# [Tarefa a cumprir]
Reescreva tudo desde a linha que contém "Please indicate the wheel rim" até o fim dos registros, trocando "Marks" por "Points" e deixando o resto igual.

# [Itens de uma fonte de dados]
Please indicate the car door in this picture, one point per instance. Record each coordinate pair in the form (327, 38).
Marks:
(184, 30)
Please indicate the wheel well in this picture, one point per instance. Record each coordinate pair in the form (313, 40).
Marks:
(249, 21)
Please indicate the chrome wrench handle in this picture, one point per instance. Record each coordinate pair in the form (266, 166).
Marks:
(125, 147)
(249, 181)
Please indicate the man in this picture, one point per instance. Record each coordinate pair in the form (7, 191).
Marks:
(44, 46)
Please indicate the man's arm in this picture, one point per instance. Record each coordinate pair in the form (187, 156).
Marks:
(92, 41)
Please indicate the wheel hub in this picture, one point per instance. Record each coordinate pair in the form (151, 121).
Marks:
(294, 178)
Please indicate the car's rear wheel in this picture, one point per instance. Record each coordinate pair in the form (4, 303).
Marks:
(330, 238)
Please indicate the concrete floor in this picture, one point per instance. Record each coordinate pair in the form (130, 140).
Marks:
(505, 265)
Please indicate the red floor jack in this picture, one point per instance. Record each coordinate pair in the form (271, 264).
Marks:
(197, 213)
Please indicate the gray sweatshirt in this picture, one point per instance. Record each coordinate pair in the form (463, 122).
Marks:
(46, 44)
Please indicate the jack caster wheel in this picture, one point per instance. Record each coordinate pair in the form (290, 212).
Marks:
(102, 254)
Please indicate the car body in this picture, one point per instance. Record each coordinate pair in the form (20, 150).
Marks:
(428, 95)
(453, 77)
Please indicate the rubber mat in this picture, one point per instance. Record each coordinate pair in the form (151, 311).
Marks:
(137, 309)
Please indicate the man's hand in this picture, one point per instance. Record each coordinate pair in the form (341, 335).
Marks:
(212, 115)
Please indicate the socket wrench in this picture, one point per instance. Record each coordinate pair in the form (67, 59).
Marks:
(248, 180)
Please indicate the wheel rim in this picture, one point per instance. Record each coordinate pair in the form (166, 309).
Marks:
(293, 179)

# [Resposta]
Please indicate the wheel rim in this picture, one point per instance. Record each coordinate pair in the form (166, 309).
Points:
(293, 179)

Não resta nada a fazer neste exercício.